● **Given task**:
Render all of the items below as a numbered list, omitting any blank lines.

·····

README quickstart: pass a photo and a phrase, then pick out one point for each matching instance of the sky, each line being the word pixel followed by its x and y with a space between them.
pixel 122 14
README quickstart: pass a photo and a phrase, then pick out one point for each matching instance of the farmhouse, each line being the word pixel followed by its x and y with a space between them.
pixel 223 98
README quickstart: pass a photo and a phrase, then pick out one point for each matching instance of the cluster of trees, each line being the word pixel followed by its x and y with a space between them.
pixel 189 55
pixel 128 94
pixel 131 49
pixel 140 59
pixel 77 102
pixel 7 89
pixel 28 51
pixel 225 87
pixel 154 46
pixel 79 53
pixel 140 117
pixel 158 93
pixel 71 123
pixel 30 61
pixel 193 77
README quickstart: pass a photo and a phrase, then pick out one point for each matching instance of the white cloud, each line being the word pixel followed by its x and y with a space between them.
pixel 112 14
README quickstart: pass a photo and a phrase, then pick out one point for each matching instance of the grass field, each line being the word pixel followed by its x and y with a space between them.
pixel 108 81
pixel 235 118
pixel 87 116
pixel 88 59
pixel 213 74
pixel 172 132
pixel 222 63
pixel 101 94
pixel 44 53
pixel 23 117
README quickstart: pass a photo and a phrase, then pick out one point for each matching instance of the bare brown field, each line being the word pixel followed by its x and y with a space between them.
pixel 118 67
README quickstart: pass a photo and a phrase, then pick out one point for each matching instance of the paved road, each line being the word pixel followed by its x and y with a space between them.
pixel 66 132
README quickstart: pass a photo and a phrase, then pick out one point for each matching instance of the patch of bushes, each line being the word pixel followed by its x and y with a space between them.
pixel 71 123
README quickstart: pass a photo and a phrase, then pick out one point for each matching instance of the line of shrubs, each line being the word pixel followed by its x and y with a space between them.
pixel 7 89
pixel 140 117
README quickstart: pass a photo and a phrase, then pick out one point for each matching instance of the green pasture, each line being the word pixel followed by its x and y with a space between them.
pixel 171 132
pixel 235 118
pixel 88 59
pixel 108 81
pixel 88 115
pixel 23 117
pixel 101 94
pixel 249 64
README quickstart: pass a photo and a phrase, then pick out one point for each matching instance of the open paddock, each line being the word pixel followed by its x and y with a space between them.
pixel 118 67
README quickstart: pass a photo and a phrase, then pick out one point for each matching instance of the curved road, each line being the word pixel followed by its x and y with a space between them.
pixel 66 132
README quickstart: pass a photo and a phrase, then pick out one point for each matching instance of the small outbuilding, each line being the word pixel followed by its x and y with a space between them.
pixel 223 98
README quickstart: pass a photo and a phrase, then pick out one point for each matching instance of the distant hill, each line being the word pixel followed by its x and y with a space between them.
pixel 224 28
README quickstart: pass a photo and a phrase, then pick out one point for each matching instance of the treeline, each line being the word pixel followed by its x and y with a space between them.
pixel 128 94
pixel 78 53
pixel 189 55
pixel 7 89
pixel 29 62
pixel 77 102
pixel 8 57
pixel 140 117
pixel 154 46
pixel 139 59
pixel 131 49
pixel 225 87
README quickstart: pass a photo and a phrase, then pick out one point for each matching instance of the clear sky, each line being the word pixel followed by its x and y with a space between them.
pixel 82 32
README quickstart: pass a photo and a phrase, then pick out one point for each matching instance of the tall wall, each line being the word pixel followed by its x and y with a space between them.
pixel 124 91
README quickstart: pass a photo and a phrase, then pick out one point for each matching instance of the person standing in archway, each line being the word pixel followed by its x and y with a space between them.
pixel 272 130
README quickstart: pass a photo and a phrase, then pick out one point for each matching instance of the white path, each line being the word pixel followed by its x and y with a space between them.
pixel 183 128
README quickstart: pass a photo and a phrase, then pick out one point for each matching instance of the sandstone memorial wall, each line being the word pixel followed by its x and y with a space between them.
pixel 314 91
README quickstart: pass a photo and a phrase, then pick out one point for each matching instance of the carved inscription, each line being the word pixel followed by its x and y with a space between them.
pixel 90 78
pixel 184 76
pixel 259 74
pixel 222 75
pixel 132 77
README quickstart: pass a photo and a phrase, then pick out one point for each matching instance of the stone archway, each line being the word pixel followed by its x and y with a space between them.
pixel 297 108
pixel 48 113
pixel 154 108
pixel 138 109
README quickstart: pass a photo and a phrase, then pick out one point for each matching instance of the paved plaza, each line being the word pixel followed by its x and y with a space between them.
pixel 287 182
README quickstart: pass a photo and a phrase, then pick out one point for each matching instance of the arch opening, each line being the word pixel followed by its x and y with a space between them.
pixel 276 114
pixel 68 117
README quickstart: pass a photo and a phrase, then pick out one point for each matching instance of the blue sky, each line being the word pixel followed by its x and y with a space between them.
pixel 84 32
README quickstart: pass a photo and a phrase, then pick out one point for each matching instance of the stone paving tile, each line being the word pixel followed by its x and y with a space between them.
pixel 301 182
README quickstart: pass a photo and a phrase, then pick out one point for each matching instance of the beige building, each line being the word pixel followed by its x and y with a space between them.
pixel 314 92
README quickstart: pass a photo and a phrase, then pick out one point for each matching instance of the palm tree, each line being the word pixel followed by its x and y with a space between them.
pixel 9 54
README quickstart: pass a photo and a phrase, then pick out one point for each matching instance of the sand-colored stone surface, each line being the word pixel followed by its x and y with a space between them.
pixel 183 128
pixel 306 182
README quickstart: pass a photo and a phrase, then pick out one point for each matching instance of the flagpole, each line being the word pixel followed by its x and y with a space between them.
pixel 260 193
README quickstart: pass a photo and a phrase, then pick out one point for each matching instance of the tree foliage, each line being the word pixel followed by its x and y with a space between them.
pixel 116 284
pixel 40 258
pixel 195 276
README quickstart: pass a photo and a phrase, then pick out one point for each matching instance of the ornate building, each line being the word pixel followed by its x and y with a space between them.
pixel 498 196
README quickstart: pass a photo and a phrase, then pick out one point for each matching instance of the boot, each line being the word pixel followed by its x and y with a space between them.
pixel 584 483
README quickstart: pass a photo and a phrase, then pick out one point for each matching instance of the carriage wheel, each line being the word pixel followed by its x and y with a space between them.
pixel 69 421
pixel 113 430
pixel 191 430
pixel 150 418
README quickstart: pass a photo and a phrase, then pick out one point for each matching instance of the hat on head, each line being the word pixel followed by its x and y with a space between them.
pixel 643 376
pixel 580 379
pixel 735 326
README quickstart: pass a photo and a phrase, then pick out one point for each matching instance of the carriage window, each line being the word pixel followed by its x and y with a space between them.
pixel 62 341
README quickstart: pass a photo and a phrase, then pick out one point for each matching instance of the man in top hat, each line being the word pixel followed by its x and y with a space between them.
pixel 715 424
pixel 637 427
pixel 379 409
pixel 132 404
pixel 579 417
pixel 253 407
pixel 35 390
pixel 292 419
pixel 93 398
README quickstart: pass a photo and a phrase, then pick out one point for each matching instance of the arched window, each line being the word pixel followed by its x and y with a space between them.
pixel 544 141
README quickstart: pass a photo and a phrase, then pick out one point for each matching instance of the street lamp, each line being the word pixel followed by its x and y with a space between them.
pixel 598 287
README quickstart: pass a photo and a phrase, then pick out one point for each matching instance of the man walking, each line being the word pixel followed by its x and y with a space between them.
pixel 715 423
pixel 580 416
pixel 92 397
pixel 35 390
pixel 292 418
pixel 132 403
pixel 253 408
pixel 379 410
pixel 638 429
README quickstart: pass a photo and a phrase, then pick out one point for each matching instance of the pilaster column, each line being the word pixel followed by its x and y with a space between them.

·····

● **Exercise output**:
1. README quickstart: pass a photo and a phrase, then pick out one point for each matching instance of the sky, each line being the word pixel followed by its x and y with a space between them.
2. pixel 122 14
3. README quickstart: pass a photo and a phrase, then pick out one point for each matching instance of the farmhouse, each line being the word pixel followed by its x and y with a space between them.
4. pixel 223 98
5. README quickstart: pass a photo and a phrase, then pick out one point for each matching instance of the cluster of trees, each line being the word pixel followed by its x and y with a space between them.
6. pixel 189 55
7. pixel 128 94
8. pixel 131 49
9. pixel 140 59
10. pixel 77 102
11. pixel 7 89
12. pixel 28 51
13. pixel 225 87
14. pixel 154 46
15. pixel 79 53
16. pixel 140 117
17. pixel 158 93
18. pixel 71 123
19. pixel 30 61
20. pixel 193 77
21. README quickstart: pass a photo and a phrase, then pick out one point for each matching instance of the white cloud, each line being the word pixel followed by its x and y with a space between them.
22. pixel 112 14
23. README quickstart: pass a photo and a phrase, then pick out one point for each matching instance of the grass field, each line being the word pixel followed by its x and y with a space between them.
24. pixel 108 81
25. pixel 235 118
26. pixel 87 116
27. pixel 88 59
28. pixel 213 74
29. pixel 172 132
30. pixel 222 63
31. pixel 101 94
32. pixel 44 53
33. pixel 23 117
34. README quickstart: pass a photo and a phrase, then pick out one point for each matching instance of the bare brown field, each line being the word pixel followed by its x and y with a space between them.
35. pixel 118 67
36. README quickstart: pass a photo and a phrase, then pick out one point for each matching instance of the paved road, each line being the word pixel followed by its x and y with a space between them.
37. pixel 66 132
38. README quickstart: pass a photo and a phrase, then pick out one point for each matching instance of the patch of bushes, each line being the word pixel followed by its x and y with a space between them.
39. pixel 71 123
40. README quickstart: pass a photo and a phrase, then pick out one point for each matching instance of the line of shrubs, each line being the word pixel followed by its x and y with a space between them.
41. pixel 7 89
42. pixel 140 117
43. README quickstart: pass a photo and a phrase, then pick out one point for each matching instance of the green pasture, each line being the word pixel followed by its x and y with a space between them.
44. pixel 171 132
45. pixel 235 118
46. pixel 88 59
47. pixel 108 81
48. pixel 88 115
49. pixel 23 117
50. pixel 101 94
51. pixel 249 64
52. README quickstart: pass a photo and a phrase, then pick out one point for each matching instance of the open paddock, each line being the word pixel followed by its x and y with a space between them.
53. pixel 118 67
54. README quickstart: pass a photo and a phrase, then pick out one point for each matching instance of the curved road, each line being the word pixel followed by its x and y with a space between them.
55. pixel 66 132
56. README quickstart: pass a photo and a phrase, then pick out one point for each matching instance of the small outbuilding, each line being the word pixel followed by its x and y with a space between them.
57. pixel 223 98
58. README quickstart: pass a photo and a phrase, then pick out one point for each matching instance of the distant hill, each line being the word pixel followed by its x and y with a space between them.
59. pixel 224 28
60. README quickstart: pass a photo and a phrase, then pick out one point for each matching instance of the treeline, each line being the word pixel followed by its x and y with a space between them.
61. pixel 128 94
62. pixel 78 53
63. pixel 189 55
64. pixel 7 89
65. pixel 29 62
66. pixel 77 102
67. pixel 8 57
68. pixel 140 117
69. pixel 154 46
70. pixel 139 59
71. pixel 131 49
72. pixel 225 87
73. README quickstart: pass a photo and a phrase, then pick out one point for each matching instance of the clear sky, each line being the word pixel followed by its x and y with a space between them.
74. pixel 82 32
75. README quickstart: pass a photo and a phrase, then pick out one point for each matching instance of the tall wall, each line being the word pixel followed by its x and y with a space between them.
76. pixel 124 91
77. README quickstart: pass a photo and a phrase, then pick out one point for each matching instance of the person standing in archway, each line being the word pixel followed by its x and y with a space between them.
78. pixel 272 130
79. README quickstart: pass a photo and a phrase, then pick out one point for each matching instance of the white path, each line being the word pixel followed by its x and y with a space between them.
80. pixel 183 128
81. README quickstart: pass a photo and a phrase, then pick out one point for each matching instance of the sandstone memorial wall, each line being the word pixel followed by its x and y with a space between them.
82. pixel 314 91
83. README quickstart: pass a photo and a phrase, then pick out one point for each matching instance of the carved inscription, each line being the word pixel followed by its x and y with a space between them.
84. pixel 90 78
85. pixel 184 76
86. pixel 259 74
87. pixel 222 75
88. pixel 132 77
89. README quickstart: pass a photo and a phrase, then pick out one point for each matching instance of the stone archway, each line being the word pixel followed by its x and y with a space between them.
90. pixel 297 108
91. pixel 48 113
92. pixel 154 108
93. pixel 138 109
94. README quickstart: pass a photo and a phrase, then pick out one point for each matching instance of the paved plaza, each line being the word pixel followed by its x and y with a space between them.
95. pixel 287 182
96. README quickstart: pass a photo and a phrase, then pick out one point for each matching instance of the arch opening, each line being the word pixel followed by its x and y with a space between them.
97. pixel 276 114
98. pixel 68 117
99. README quickstart: pass a photo and a phrase, then pick out one point for each matching instance of the blue sky, each line being the word pixel followed by its x and y with a space between them.
100. pixel 84 32
101. README quickstart: pass a photo and a phrase, then pick out one point for each matching instance of the stone paving tile, each line being the word pixel followed by its x and y with a space between them.
102. pixel 301 182
103. README quickstart: pass a photo and a phrase, then pick out one point for each matching instance of the beige building, each line being the word pixel followed by its x and y with a space between them.
104. pixel 314 92
105. README quickstart: pass a photo and a phrase, then pick out one point for each matching instance of the palm tree, each line being the word pixel followed by its x and y with a space between them.
106. pixel 9 54
107. README quickstart: pass a photo and a phrase, then pick out one point for each matching instance of the sand-colored stone surface, each line being the word pixel followed by its x and y with a space between them.
108. pixel 183 128
109. pixel 306 182
110. README quickstart: pass a photo and a phrase, then pick out one point for each matching instance of the flagpole, each line being the word pixel followed by its x and y with a space between them.
111. pixel 260 193
112. README quickstart: pass a photo and a phrase, then pick out one point for each matching instance of the tree foliage, each line being the word pixel followed by its x and y with a space between them.
113. pixel 116 284
114. pixel 40 258
115. pixel 195 276
116. README quickstart: pass a photo and a phrase, then pick out one point for each matching instance of the ornate building, each line being the word pixel followed by its x and y with a space between them.
117. pixel 498 196
118. README quickstart: pass a photo and a phrase, then pick out one point for each matching instance of the boot, each line being the word pixel followed by its x and y with a space between them.
119. pixel 584 483
120. README quickstart: pass a photo and a phrase, then pick out one point for each matching instance of the carriage wheel, each line being the word pixel followed by its x and y with a space between them.
121. pixel 69 421
122. pixel 113 430
123. pixel 191 430
124. pixel 150 418
125. README quickstart: pass a photo and a phrase, then pick out one point for each matching instance of the hat on head, each line being the word pixel followed by its x and y with a space between them.
126. pixel 643 376
127. pixel 580 379
128. pixel 735 326
129. README quickstart: pass a photo and a phrase, then pick out one point for each matching instance of the carriage window, each line being the word pixel followed by its x and y with a space between them.
130. pixel 62 341
131. README quickstart: pass a photo and a phrase, then pick out one point for each matching instance of the man in top hat, each line being the word pixel followed by its x and y with a space between them.
132. pixel 715 424
133. pixel 637 427
134. pixel 379 409
135. pixel 132 404
136. pixel 579 417
137. pixel 253 407
138. pixel 35 390
139. pixel 292 419
140. pixel 93 398
141. README quickstart: pass a photo and a phrase, then pick out one point for each matching instance of the arched window, each line being the word pixel followed by its x and y with a space between them.
142. pixel 544 141
143. README quickstart: pass a photo and a phrase, then pick out one point for each matching instance of the street lamp, each line being the word pixel followed by its x and y with a space between them.
144. pixel 598 287
145. README quickstart: pass a photo and a phrase, then pick out one point for each matching instance of the man walking, each line being the word pixel followed by its x and y with a space between them.
146. pixel 715 423
147. pixel 580 416
148. pixel 92 397
149. pixel 35 390
150. pixel 292 418
151. pixel 132 403
152. pixel 253 408
153. pixel 379 410
154. pixel 638 429
155. README quickstart: pass a photo and a phrase, then pick out one point for each matching instance of the pilaster column, each line being the word pixel followed by its x and y with a space between them.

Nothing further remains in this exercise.